Excerpt to read:

[Start of section]

How are the members of your church coping with this news, which could be bringing back very, very difficult memories?
It is, of course, bringing up memories and exposing old wounds that we thought may have been healed throughout the process of time. It’s thrust several members back into that June 17, 2015, time when everything was kind of just moving very rapidly and having a lot of people experience the sheer raw emotions of having their church violated and having their ministerial staff and loved ones murdered within the sacred walls of the church.
How has your church offered counseling to them?
Mother Emanuel is blessed to have a partnership with MUSC [Medical University of South Carolina] in Charleston. And we have an Empowerment Center that’s staffed by clinicians from MUSC and they are able to come and to receive any type of help that they may need from a therapeutic or clinical perspective.
What has it been like for church members to walk back into a site of such tragedy?
I’ve only been serving Mother Emanuel for about a year and a half. Every day we do return to what is a crime scene and there are days when it is mentally challenging to come through the doors, but through God’s perseverance, he continues to give us the strength that we need to endure. Sometimes the staff may give me a call and say, “Pastor, I just don’t feel up to coming in” and, of course, I understand.
Is there a way to sum up how your congregation was doing before the news of this Texas attack?
We were just continuing on healing and continuing on worshipping and being there for one another and welcoming as many guests or guest worshippers who wanted to come worship with us. There wasn’t a return to normalcy but our new normal.
Were there specific things that the congregants tried to do to reclaim their church space as their own after the 2015 tragedy?
Reclaiming the church space is an interesting question: the space was never actually forfeited. Mother Emanuel has experienced tragedy before in its history—never, of course, like this. But the church is a place that has a history of resilience, a history of determination and perseverance. So the way that we, if you use the term “reclaim the space,” just that following Sunday were immediately opening the doors of the church and worshipping. That began the reclaiming of it. We weren’t going to let evil have the final word. We weren’t going to let the enemy stop the momentum of doing what God has called us all to do.
What kind of security changes has Mother Emanuel made after June 17, 2015?

[End of section]

Exercise set:
1) Rewrite as a short bulleted list the paragraph of the interview that begins "Reclaiming the church space is an interesting question," keeping its main facts.
2) Summarize the interview in two sentences.
3) Carry on the interview about Mother Emanuel from where it stops.
The records that follow are separate material and are unrelated to the interview.

Data extract:

[Start of section]

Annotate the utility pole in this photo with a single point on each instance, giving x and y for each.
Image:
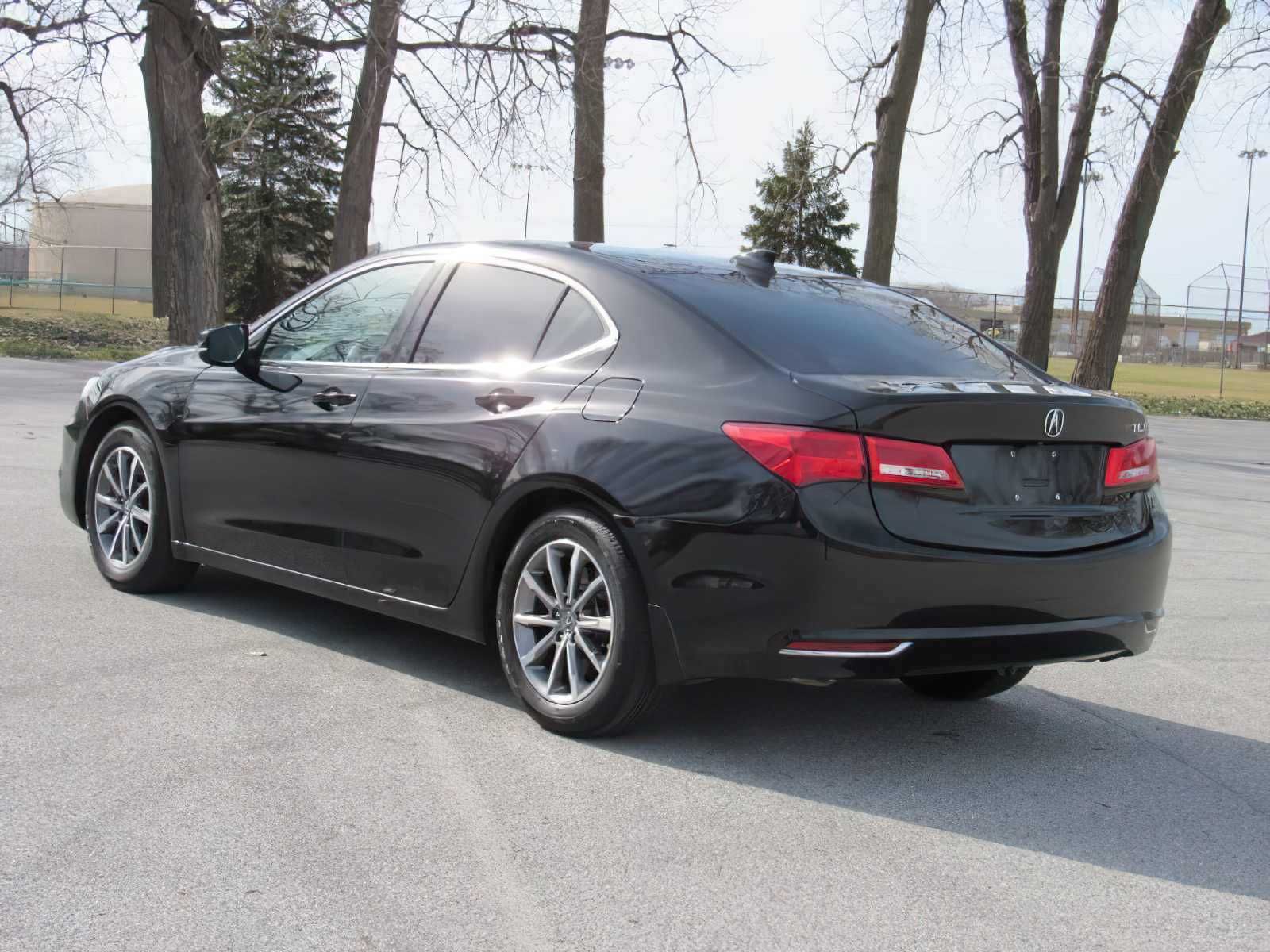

[End of section]
[Start of section]

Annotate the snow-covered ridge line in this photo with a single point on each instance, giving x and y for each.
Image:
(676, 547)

[End of section]

List of answers:
1)
- The church space was never actually forfeited.
- Mother Emanuel has faced tragedy before in its history, though never like this.
- The church has a history of resilience, determination and perseverance.
- The reclaiming began the following Sunday, when the church immediately opened its doors for worship.
- The congregation would not let evil have the final word or let the enemy stop the work God has called them to do.

2) Mother Emanuel's pastor explains that the news of an attack in Texas has brought back memories of June 17, 2015, when members of the church's ministerial staff and loved ones were murdered inside the church. The congregation has been healing and worshipping together through a "new normal," with counseling available at an Empowerment Center staffed by MUSC clinicians, and it began reclaiming its space by reopening its doors for worship the following Sunday.

3)
We have uniformed officers in our worship service and in our Bible study and we also have a security team and we have cameras.
Incidents like these prompt some churches to contemplate getting training for security, arming their members, or having armed guards. What do you advise?
Each church will have to handle or answer that question themselves. We can’t just say, “Here, this is the one size fits all.”
There are some people across the country who may be thinking now, after attending church regularly, that maybe they should consider staying home and perhaps listen to services online, on TV, or on the radio. What would you say to them?
I would say to them, “Do not let the enemy have the victory.” I understand that people would be apprehensive and for a season they may not return. We experienced the same thing at Mother Emanuel but through the process of time God has continued to touch various members so that they feel comfortable coming back to worship.
Do you feel there has been any sense of healing since the attack on your church, or do you think that healing can ever come?
Healing takes time. Every member is in a different space, the same way that every member wasn’t able to immediately forgive. We just have to take one day at a time. And for those who are struggling, it is not for us to make them feel as if they are lesser a Christian or that their faith is weaker. We must also be patient and wait for their complete healing and restoration to come. But it will come.
The interview was edited for length and clarity. A version of this article appears in the December 6 print edition under the title “People: Eric S. C. Manning.”